▶ **Yapılacaklar**
A) Sayfa alıntısına göre siyasal İslamcı kadrolar kaç sene önce Türkiye'de iktidara getirilmiştir?
B) Sayfa alıntısında "Demokrasi uğruna bedel ödemeye yanaşmayan" diye başlayan paragrafı, ana bilgilerini koruyarak daha kısa biçimde yeniden yazın.
C) Bedel ödeme ve demokrasi konulu sayfa alıntısının devamını, son cümleden sonrasından başlayarak yazın.

Bedel ödemek herkesin kârı olmasa gerek... 13 sene önce Türkiye’de iktidara getirilen siyasal İslamcı kadroların “Bedel ödemeye hazır değiliz“ sözünü tarih tekrarlayıp duracaktır.
Demokrasi uğruna bedel ödemeye yanaşmayan kadroların pasif siyasetleri ve çoğu kez Yeni Muhafazakârlara mahkûm olmalarının, değil yalnızca Türkiye barışını, dünya barışını da çok ciddî şekilde tahrip ettiğini, artık herkes konuşuyor.

▶ **Gösterilen öğeler**
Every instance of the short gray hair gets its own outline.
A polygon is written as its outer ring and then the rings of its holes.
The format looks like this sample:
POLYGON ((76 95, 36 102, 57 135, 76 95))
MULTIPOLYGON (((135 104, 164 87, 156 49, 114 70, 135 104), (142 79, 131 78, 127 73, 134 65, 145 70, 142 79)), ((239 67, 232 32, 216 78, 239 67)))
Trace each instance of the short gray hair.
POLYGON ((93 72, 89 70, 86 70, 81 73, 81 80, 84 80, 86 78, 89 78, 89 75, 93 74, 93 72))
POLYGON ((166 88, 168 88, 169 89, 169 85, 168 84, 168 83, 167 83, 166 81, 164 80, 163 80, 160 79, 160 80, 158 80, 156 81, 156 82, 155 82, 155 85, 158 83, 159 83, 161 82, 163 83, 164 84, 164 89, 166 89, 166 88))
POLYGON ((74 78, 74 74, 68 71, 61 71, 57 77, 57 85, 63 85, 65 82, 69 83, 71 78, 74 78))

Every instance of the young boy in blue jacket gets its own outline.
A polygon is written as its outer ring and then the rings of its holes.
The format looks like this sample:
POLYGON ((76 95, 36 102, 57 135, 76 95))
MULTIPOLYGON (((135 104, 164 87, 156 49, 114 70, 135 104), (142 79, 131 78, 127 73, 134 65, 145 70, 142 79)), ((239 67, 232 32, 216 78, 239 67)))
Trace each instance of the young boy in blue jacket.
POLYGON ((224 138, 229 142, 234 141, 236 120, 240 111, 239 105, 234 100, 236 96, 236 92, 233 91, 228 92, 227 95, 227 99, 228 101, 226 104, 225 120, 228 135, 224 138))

▶ **Beklenen çıktılar**
A) 13 sene önce.

B) Demokrasi için bedel ödemekten kaçınan kadroların pasif siyasetinin ve çoğu zaman Yeni Muhafazakârlara mahkûm kalmasının, Türkiye'nin ve dünyanın barışına ciddi zarar verdiği artık herkesçe konuşuluyor.

C)
Putin’in Yeltsin’den idareyi devraldığı günden beri Rusya’nın bedel ödemeye başladığını biliyoruz. Yeni Liberallerin sivil toplumculuğunu ülkesinde engellemesine karşılık; karşıtları arka bahçesi sayılan Tiflis, Kiev ve Bişkek’te renkli devrimlerle ihtilaller gerçekleştirmişlerdi. Daha sonra global çatışmacı sermayeyi Rusya’dan çıkarması, Rus milletinin bin senelik tarih ve medeniyetini tahrip eden Troçkistlere cephe açması ve nihayet neoconların başlattığı Arap Baharı projesinin karşısında yer almasıyla Rusya’nın işi iyice zorlaşmış ve global dinsizlerce bedel ödemeye mahkûm edilmişti.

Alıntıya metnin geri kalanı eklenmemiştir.